--- Excerpted records ---

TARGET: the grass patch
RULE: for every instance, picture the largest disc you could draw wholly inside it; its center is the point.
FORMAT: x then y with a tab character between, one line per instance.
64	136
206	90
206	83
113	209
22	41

---

**Task to carry out:** Resize the data above by writing out every line again, requests included, with each x and y coordinate in the answers multiplied by 1.85 and rounded to a whole number, halves rounded up. Keep the requests unchanged.

**Final result:**
TARGET: the grass patch
RULE: for every instance, picture the largest disc you could draw wholly inside it; its center is the point.
FORMAT: x then y with a tab character between, one line per instance.
118	252
381	167
381	154
209	387
41	76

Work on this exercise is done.